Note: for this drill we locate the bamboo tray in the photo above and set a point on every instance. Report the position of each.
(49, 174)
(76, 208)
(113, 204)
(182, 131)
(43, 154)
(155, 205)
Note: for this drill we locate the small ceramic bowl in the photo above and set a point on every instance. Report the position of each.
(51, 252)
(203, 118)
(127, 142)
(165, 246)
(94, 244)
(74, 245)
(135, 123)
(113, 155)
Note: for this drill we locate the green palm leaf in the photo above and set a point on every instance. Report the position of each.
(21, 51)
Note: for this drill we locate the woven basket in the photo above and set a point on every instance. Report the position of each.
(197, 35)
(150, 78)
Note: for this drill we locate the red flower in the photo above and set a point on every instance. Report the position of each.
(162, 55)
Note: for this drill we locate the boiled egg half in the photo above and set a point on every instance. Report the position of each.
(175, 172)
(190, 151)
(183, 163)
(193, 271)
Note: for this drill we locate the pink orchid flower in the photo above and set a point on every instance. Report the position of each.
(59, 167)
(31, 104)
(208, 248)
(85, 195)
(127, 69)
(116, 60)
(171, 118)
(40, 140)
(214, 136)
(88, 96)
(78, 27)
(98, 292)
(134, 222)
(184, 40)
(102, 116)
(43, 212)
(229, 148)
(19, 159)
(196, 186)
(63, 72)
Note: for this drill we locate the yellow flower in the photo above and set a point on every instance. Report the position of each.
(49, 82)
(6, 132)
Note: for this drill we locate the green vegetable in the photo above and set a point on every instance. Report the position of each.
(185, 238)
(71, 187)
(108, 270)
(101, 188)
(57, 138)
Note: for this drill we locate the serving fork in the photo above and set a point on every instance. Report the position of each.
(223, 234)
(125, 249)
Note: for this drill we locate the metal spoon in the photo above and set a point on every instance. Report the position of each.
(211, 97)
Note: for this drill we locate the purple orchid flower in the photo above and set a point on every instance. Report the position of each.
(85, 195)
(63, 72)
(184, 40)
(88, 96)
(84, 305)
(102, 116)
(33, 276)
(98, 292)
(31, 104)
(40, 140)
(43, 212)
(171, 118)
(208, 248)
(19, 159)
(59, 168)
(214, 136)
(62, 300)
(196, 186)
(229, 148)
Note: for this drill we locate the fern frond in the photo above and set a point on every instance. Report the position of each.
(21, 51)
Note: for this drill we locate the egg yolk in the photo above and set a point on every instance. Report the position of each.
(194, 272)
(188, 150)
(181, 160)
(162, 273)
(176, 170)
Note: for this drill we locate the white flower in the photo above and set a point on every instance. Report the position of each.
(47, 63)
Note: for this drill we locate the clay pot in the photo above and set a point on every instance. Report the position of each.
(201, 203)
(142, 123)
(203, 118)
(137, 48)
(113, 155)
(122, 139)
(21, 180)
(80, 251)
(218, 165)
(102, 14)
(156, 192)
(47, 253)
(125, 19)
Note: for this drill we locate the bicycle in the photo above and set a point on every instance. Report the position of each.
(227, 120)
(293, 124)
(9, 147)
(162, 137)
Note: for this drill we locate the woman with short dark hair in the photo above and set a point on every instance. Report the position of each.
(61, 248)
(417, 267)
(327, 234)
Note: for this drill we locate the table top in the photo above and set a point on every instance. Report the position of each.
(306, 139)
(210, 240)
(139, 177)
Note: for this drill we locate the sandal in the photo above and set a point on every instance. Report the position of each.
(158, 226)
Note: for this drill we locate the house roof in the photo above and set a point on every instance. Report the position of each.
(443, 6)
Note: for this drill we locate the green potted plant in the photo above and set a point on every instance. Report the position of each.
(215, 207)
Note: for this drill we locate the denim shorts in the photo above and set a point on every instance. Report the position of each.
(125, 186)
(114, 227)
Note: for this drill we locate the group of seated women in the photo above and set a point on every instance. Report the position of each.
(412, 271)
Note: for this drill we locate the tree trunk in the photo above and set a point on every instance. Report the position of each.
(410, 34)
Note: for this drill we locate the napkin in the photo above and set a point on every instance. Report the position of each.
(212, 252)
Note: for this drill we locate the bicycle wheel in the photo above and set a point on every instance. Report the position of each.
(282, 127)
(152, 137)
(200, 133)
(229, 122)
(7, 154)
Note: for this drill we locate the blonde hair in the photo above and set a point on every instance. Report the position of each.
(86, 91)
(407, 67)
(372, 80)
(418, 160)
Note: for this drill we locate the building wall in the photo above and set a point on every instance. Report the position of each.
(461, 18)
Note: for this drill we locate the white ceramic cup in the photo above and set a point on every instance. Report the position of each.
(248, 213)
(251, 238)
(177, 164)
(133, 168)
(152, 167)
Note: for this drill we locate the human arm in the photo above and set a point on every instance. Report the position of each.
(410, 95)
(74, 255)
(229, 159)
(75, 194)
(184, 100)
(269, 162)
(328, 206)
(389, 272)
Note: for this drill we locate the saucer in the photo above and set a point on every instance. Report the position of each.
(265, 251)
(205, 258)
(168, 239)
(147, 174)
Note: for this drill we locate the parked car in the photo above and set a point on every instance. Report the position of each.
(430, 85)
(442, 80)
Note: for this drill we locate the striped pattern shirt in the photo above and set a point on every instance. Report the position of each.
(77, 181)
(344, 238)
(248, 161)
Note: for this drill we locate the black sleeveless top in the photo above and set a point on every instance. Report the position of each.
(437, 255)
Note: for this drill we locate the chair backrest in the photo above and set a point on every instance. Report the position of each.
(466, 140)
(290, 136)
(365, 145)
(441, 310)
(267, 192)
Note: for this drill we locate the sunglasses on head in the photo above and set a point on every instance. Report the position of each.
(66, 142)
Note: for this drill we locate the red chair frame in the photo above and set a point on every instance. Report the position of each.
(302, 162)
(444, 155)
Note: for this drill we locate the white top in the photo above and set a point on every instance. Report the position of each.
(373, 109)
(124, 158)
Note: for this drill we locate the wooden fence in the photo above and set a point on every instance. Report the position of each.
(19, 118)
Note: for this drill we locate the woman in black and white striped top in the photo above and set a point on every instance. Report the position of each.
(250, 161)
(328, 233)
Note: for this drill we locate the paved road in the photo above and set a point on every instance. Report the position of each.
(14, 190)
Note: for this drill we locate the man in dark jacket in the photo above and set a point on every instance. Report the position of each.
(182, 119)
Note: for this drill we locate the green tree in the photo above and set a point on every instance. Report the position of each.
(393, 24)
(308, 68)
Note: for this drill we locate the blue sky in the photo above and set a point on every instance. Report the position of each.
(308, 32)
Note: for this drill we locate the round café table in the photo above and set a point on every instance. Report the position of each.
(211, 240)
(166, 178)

+--

Exercise prompt:
Copy out the entries above without altering a single character.

Problem solution:
Note: for this drill we locate the bamboo tray in the photo above and set a point on every instance. Report the position of each.
(49, 174)
(76, 208)
(113, 204)
(182, 131)
(43, 154)
(155, 205)
Note: for this drill we locate the small ceramic bowl in the photo above and set a point on every instance. Report the position of each.
(51, 252)
(203, 118)
(127, 142)
(165, 246)
(94, 244)
(74, 245)
(135, 123)
(113, 155)
Note: for this drill we locate the green palm leaf in the photo above and set a point on every instance. Report the position of each.
(21, 51)
Note: for this drill we locate the woven basket in the photo above and set a point on every instance. Report the position of each.
(197, 35)
(150, 78)
Note: for this drill we locate the red flower in the photo above and set a point on every instance. Report the position of each.
(162, 55)
Note: for this drill we locate the boiled egg half in the photo above and set a point on every instance. Report the position of each.
(175, 172)
(190, 151)
(183, 163)
(193, 271)
Note: for this drill we locate the pink orchid flower in the photo above and set a point on every instance. Report the position of each.
(59, 167)
(31, 104)
(208, 248)
(85, 195)
(127, 69)
(116, 60)
(171, 118)
(40, 140)
(214, 136)
(88, 96)
(78, 27)
(98, 292)
(134, 222)
(184, 40)
(102, 116)
(43, 212)
(229, 148)
(19, 159)
(196, 186)
(63, 72)
Note: for this drill we locate the yellow flower in the photo above and set a point on every instance. Report the position of each.
(49, 82)
(6, 132)
Note: for this drill we locate the green vegetable in the photo above and set a point on every instance. Report the position of each.
(185, 238)
(71, 187)
(108, 270)
(101, 188)
(57, 138)
Note: for this drill we locate the serving fork in the photo above and set a point on every instance. Report the position of each.
(223, 234)
(125, 249)
Note: for this drill we locate the metal spoon in the photo above and set a point on every instance. Report the position of each.
(211, 97)
Note: for this drill we locate the purple orchid flower in the photo above and set a point on every instance. Report the position of each.
(85, 195)
(63, 72)
(184, 40)
(88, 96)
(84, 305)
(102, 116)
(33, 276)
(98, 292)
(31, 104)
(40, 140)
(43, 212)
(171, 118)
(208, 248)
(19, 159)
(59, 168)
(214, 136)
(62, 300)
(196, 186)
(229, 148)
Note: for this drill we locate the fern frond in the photo above and set a point on every instance. Report the position of each.
(21, 51)
Note: for this drill we locate the egg yolk in the photo above and set a point on every instance. Report the position of each.
(194, 272)
(188, 150)
(181, 160)
(162, 273)
(176, 170)
Note: for this drill we locate the white flower in the photo above and set a point on every instance. Report the position of each.
(47, 63)
Note: for this drill we locate the clay pot in the photo above and set a point on every instance. Report the position of each.
(201, 203)
(142, 123)
(203, 118)
(137, 48)
(113, 155)
(122, 139)
(21, 180)
(80, 251)
(218, 165)
(102, 14)
(156, 192)
(47, 253)
(125, 19)
Note: for this drill we locate the bicycle in the photo above and set a point on every instance. Report the position of each.
(227, 120)
(293, 124)
(9, 147)
(162, 137)
Note: for this drill we locate the woman with short dark hair in the photo above and set a point on every instance. Report the position of each.
(61, 248)
(417, 267)
(327, 234)
Note: for this drill we locate the table top in the photo above and set a point on every instance. Report the position of each.
(306, 139)
(210, 240)
(139, 177)
Note: for this drill we locate the sandal in the photo above and set a point on every instance. Report the position of each.
(158, 226)
Note: for this drill we locate the house roof in the photo above and set a point on every instance. Report the position of each.
(443, 6)
Note: for this drill we locate the green potted plant in the photo above and set a point on every instance. Report the position of each.
(215, 207)
Note: for this drill we locate the denim shorts in the photo above and set a point on every instance. Report the position of each.
(125, 186)
(114, 227)
Note: for this drill we locate the group of seated women in the photo above and set a point on every instance. Report the position of each.
(412, 271)
Note: for this drill we locate the tree trunk in the photo above and set a point on every instance. Report the position of each.
(410, 34)
Note: for this drill we locate the napkin in the photo above and set a point on every instance. Report the position of each.
(212, 252)
Note: for this drill we locate the bicycle wheel in the photo above and set a point on every instance. Report the position of each.
(282, 127)
(152, 137)
(200, 133)
(229, 122)
(7, 154)
Note: for this drill we locate the blonde hair in the photo above and set a point on every instance. Report the position of each.
(86, 91)
(407, 67)
(372, 80)
(418, 160)
Note: for this drill we locate the building wall in the photo above and set a point on every instance. Report the position of each.
(461, 18)
Note: for this drill we locate the white ceramic cup in the photo above and set a point on every instance. Report the position of each.
(248, 213)
(251, 238)
(177, 164)
(133, 168)
(152, 167)
Note: for this drill we locate the human arm in the photo above and set a point on every instance. Report the position of each.
(410, 95)
(74, 255)
(229, 159)
(75, 194)
(184, 100)
(269, 162)
(328, 206)
(389, 272)
Note: for this drill we locate the saucer in the photo above and set a point on every instance. Report the position of each.
(265, 251)
(205, 258)
(168, 239)
(147, 174)
Note: for this drill we locate the parked car in the photo above and set a point on every instance. Report the position of each.
(430, 85)
(442, 80)
Note: for this drill we locate the striped pattern shirt in the photo above and set a point on every instance. Report the position of each.
(77, 181)
(344, 238)
(248, 161)
Note: for this drill we locate the black sleeveless top in the photo above and set a point on every instance. Report the position of each.
(437, 255)
Note: for this drill we locate the chair backrest in the photo above and set a point on every instance. Report the position of each.
(466, 140)
(290, 136)
(365, 145)
(441, 310)
(267, 192)
Note: for this drill we locate the sunglasses on head in the photo above and set a point on every instance. Report the position of each.
(66, 142)
Note: for this drill we locate the red chair frame in the photo above and set a point on every instance. Report the position of each.
(302, 162)
(444, 155)
Note: for this drill we locate the white top in the photo above and set a point on every instance. Report the position of each.
(373, 109)
(124, 158)
Note: for this drill we locate the wooden fence in the photo above and set a point on every instance. Report the position of each.
(19, 118)
Note: for this drill we locate the woman in black and white striped top in the photo above and set a point on every instance. Report the position of each.
(250, 161)
(328, 233)
Note: for this drill we locate the paved road in the photo above and set a point on every instance. Report the position of each.
(14, 190)
Note: for this drill we locate the man in dark jacket in the photo above and set a point on every instance. Report the position of each.
(182, 119)
Note: for this drill we locate the green tree in the photo above and set a point on every instance. Report the position of each.
(393, 24)
(308, 68)
Note: for this drill we locate the blue sky in the photo above and set a point on every instance. Report the position of each.
(308, 32)
Note: for this drill we locate the round café table in the photo above and set a point on every instance. Report the position of each.
(211, 240)
(166, 178)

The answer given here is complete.